Öte yandan ceza ve ceza muhakemesi hukuku ile disiplin hukukunun farklı kural
ve ilkelere tabi disiplinler olduğunun hatırlanmasında yarar vardır. Buna göre
kamu görevlisinin davranışı, suç tanımına uymasının yanı sıra disiplin
sorumluluğunu da gerektirebilir. Böyle durumlarda ceza muhakemesi ve disiplin
soruşturması ayrı ayrı yürütülür ve ceza muhakemesi sonucunda kişinin isnat
edilen eylemi işlemediğine dair hükümler dışında Ceza Mahkemesi hükmü, disiplin
makamları açısından doğrudan bağlayıcı değildir (Kürşat Eyol, § 30). Ancak bu
kapsamda yapılan değerlendirmelerde -delil yetersizliğine dayalı olsa bile-
kişi hakkında verilen beraat kararına aykırı olarak kişinin suçsuz olmadığı
yönündeki değerlendirmelerden kaçınılması gerekir (Uğur Ayyıldız, § 79).

Konum etiketleme verilerinden alıntılar:
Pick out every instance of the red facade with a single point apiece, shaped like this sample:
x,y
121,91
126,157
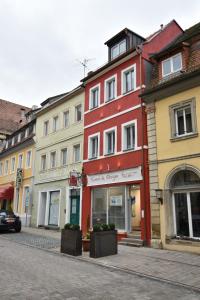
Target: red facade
x,y
123,109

> _Yapılacaklar_
1. Ceza ve disiplin hukuku üzerine olan metinde "Öte yandan ceza" ifadesinden "Ayyıldız, § 79)." ifadesine kadar uzanan bölümü, tek harfini bile değiştirmeden yeniden yazın.
2. Ceza muhakemesi ile disiplin soruşturması arasındaki ilişkiyi ele alan metni kaldığı yerden sürdürün.

> _Görev Yanıtları_
1.
Öte yandan ceza ve ceza muhakemesi hukuku ile disiplin hukukunun farklı kural
ve ilkelere tabi disiplinler olduğunun hatırlanmasında yarar vardır. Buna göre
kamu görevlisinin davranışı, suç tanımına uymasının yanı sıra disiplin
sorumluluğunu da gerektirebilir. Böyle durumlarda ceza muhakemesi ve disiplin
soruşturması ayrı ayrı yürütülür ve ceza muhakemesi sonucunda kişinin isnat
edilen eylemi işlemediğine dair hükümler dışında Ceza Mahkemesi hükmü, disiplin
makamları açısından doğrudan bağlayıcı değildir (Kürşat Eyol, § 30). Ancak bu
kapsamda yapılan değerlendirmelerde -delil yetersizliğine dayalı olsa bile-
kişi hakkında verilen beraat kararına aykırı olarak kişinin suçsuz olmadığı
yönündeki değerlendirmelerden kaçınılması gerekir (Uğur Ayyıldız, § 79).

2.
39.
Somut olay açısından öncelikle hükmün açıklanmasının geri bırakılması,
kurumunun hukuki niteliği ve doğurduğu sonuçların değerlendirilmesinde yarar
vardır.
40. 4/12/2014 tarihli ve 5271 sayılı Ceza Muhakemesi Kanunu’nun
231. maddesine göre yapılan yargılama sonunda hükmolunan ceza iki yıl veya daha
az süreli hapis ya da adli para cezası ise hükmün açıklanmasının geri
bırakılmasına karar verilebilir. Anılan maddenin (5) numaralı fıkrasında,
hükmün açıklanmasının geri bırakılmasının kurulan hükmün sanık hakkında bir
hukuki sonuç doğurmamasını ifade ettiği belirtilmektedir. Öte yandan aynı
Kanun’un 223. maddesinin (1) numaralı fıkrasında ifade edilen hüküm
niteliğindeki kararlar arasında hükmün açıklanmasının geri bırakılması kararı
sayılmamaktadır (Ali Gürsoy, B.
No: 2012/833, 26/3/2013, §20 ).
41.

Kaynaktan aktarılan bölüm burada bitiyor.